AUFGABENLISTE
A: Fasse den Absatz, der mit „Im Alter zwischen fünf und sechs Jahren“ beginnt, im Text über die Motocross-Brüder als kurze Stichpunktliste zusammen und behalte dabei seine wichtigsten Fakten bei.
B: Zieh aus den Zeilen jede heraus, die das Wort „tree“ enthält.

10.07.2024

„Nichts gibt einem so viel zurück wie dieser Sport“

Im Alter zwischen fünf und sechs Jahren hatten die beiden das erste Mal den Motocrosshelm auf – heute sind sie 24 und 25 und fahren allen davon. Mit ihrem Hobby folgen die Brüder Eric und Henry Schönburg aus Spaichingen der Leidenschaft ihres Vaters Günter, der seinerzeit unter anderem an der Deutschen Meisterschaft teilnahm. Er hat die beiden früh an das Thema herangeführt und eine Begeisterung geweckt, die bis heute geblieben ist. „Auch, wenn unser Vater heute nicht mehr aktiv fährt, ist es für uns ein Familiensport. Er ist bei allen Rennen mit dabei“, erklärt Eric Schönburg. „Und das nicht nur, um uns mit Ratschlägen und Tipps zu unterstützen, sondern auch, weil er unser Mechaniker ist. Er kümmert sich am Renntag um die Wartung, Instandhaltung und, falls nötig, Reparatur unserer Maschinen.“ Sowohl Eric als auch Henry fahren eine KTM SX 450 F – und das hat mitunter ganz praktische Gründe: Dadurch, dass die beiden Söhne das gleiche Fabrikat fahren, muss Vater Günter nicht die Ersatzteile für zwei verschiedene Modelle bereithalten. Zudem kennt er alle Tücken und Besonderheiten. Da geht so manche Reparatur schneller von der Hand.

DIE ZEILEN
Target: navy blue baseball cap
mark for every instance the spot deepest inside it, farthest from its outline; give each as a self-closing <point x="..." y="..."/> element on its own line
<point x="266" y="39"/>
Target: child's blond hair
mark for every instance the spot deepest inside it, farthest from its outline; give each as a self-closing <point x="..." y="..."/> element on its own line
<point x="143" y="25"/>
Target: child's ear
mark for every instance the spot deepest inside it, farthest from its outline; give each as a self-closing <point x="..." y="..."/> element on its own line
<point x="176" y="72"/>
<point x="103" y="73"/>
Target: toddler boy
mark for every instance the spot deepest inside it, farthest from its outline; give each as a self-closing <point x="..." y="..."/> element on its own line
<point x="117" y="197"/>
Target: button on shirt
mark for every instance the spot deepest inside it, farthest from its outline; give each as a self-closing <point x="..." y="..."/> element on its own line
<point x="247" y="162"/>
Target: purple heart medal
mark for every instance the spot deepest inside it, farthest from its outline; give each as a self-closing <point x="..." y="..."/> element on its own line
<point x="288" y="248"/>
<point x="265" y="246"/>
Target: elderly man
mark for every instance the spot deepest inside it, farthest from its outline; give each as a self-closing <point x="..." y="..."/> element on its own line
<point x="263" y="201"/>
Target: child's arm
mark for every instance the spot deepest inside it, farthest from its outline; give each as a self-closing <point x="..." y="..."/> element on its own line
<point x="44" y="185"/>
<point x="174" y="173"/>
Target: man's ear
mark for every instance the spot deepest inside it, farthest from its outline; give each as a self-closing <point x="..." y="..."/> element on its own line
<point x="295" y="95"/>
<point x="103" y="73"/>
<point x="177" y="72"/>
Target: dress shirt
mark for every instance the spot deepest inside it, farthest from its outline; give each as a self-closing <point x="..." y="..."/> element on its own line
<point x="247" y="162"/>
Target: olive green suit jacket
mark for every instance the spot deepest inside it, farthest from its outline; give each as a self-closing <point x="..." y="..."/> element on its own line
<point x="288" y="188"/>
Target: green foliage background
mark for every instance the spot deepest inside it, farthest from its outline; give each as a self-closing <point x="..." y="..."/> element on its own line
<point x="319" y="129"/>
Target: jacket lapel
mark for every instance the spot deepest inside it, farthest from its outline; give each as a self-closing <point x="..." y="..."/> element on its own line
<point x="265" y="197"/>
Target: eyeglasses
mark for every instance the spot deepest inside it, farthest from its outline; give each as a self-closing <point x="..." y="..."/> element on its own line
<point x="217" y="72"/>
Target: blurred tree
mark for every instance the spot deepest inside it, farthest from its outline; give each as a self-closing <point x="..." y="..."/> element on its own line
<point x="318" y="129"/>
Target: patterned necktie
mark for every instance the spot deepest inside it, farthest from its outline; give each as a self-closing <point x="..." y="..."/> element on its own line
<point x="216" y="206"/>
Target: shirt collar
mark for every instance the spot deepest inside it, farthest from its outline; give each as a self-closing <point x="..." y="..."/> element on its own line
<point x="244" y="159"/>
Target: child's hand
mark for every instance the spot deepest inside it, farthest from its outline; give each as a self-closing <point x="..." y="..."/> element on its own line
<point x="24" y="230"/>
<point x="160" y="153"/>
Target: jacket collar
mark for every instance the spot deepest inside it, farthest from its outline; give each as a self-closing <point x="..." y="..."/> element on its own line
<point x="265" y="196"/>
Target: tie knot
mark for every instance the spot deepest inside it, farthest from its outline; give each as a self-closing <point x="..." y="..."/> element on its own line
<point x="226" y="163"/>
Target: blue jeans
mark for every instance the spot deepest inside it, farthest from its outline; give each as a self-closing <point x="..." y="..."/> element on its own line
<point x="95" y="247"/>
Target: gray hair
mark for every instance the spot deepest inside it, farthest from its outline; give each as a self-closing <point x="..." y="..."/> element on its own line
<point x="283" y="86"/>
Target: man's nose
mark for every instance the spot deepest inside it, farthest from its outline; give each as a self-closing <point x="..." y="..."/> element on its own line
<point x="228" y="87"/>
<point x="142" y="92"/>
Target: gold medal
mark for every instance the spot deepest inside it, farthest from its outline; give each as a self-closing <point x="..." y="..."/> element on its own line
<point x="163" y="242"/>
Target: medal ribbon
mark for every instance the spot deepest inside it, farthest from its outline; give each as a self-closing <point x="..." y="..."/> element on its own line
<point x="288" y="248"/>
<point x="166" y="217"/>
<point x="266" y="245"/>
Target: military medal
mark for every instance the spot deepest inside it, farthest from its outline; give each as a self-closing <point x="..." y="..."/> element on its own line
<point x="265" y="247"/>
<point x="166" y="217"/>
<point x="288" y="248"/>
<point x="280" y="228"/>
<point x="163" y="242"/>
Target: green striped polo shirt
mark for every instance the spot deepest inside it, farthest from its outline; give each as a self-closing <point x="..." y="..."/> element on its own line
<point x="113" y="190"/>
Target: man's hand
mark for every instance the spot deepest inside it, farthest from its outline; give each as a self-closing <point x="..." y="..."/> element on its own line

--

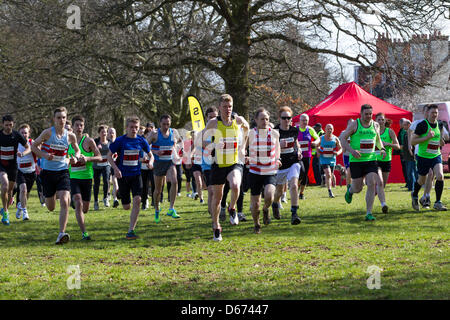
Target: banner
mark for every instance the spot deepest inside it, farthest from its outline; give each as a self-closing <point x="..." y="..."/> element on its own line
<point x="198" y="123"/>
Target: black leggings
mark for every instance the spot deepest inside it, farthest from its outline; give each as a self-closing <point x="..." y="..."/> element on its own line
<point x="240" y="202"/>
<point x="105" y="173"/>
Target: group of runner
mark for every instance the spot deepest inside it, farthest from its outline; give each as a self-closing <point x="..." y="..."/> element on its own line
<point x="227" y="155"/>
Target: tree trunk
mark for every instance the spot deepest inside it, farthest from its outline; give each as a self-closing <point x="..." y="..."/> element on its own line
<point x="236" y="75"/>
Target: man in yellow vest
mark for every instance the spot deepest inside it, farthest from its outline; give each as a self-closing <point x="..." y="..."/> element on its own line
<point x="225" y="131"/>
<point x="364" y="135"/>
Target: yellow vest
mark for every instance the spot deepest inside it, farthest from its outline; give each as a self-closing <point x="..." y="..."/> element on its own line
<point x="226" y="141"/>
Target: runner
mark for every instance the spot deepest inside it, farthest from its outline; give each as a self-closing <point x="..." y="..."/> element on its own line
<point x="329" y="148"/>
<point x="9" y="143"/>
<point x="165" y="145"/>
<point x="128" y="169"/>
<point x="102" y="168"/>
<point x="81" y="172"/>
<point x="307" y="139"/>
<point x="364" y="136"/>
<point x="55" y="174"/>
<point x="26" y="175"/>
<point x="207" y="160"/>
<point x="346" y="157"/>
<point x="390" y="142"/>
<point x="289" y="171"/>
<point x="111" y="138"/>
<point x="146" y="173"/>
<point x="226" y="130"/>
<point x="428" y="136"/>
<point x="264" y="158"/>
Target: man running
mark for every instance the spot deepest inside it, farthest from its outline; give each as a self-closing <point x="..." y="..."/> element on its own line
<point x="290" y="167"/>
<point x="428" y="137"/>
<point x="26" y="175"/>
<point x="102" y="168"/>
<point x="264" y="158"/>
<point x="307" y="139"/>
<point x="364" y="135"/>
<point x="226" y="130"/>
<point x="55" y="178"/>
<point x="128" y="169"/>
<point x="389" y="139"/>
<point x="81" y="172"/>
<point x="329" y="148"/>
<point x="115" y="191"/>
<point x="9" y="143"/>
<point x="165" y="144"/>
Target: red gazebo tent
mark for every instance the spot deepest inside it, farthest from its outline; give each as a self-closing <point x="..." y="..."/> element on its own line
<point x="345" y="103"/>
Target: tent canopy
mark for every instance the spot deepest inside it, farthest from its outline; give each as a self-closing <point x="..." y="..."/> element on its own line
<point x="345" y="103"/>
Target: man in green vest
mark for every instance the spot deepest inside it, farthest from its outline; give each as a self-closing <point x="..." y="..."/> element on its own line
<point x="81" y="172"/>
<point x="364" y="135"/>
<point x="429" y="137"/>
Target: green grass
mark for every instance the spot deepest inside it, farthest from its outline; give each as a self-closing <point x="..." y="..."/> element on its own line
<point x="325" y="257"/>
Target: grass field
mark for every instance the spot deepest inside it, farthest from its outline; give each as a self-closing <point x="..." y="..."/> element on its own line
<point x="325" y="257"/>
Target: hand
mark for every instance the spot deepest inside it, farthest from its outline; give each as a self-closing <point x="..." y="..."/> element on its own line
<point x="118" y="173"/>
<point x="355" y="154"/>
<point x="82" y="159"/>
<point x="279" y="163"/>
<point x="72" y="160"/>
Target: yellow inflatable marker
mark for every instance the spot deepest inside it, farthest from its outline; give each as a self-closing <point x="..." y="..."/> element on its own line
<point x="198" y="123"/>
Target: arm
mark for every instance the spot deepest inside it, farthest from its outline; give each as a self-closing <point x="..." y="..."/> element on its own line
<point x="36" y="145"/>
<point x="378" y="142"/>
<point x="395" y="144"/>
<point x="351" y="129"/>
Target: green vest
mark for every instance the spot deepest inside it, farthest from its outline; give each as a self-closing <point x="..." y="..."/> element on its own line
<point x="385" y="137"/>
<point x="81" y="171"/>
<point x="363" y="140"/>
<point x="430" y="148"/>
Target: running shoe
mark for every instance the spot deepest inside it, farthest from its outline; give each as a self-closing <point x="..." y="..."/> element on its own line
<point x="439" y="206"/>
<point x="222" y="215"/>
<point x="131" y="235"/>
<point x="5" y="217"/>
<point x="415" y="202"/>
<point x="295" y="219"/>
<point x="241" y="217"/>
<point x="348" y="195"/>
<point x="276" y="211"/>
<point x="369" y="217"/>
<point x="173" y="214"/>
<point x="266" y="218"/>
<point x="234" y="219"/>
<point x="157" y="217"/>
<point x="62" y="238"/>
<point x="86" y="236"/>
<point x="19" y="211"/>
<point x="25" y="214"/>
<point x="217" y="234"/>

LÖSUNGEN IN REIHENFOLGE
A:
- Eric und Henry Schönburg aus Spaichingen trugen mit fünf bis sechs Jahren zum ersten Mal einen Motocrosshelm; heute sind sie 24 und 25 und fahren allen davon.
- Sie folgen damit der Leidenschaft ihres Vaters Günter, der früher unter anderem an der Deutschen Meisterschaft teilnahm und ihre Begeisterung früh weckte.
- Für die Brüder ist Motocross ein Familiensport: Der Vater fährt nicht mehr aktiv, ist aber bei allen Rennen dabei.
- Er unterstützt sie mit Ratschlägen und Tipps und kümmert sich als Mechaniker am Renntag um Wartung, Instandhaltung und, falls nötig, Reparatur der Maschinen.
- Beide fahren eine KTM SX 450 F. Deshalb muss der Vater nur Ersatzteile für ein Modell bereithalten, kennt dessen Tücken und Besonderheiten und erledigt Reparaturen schneller.

B:
Target: blurred tree
Target: tree trunk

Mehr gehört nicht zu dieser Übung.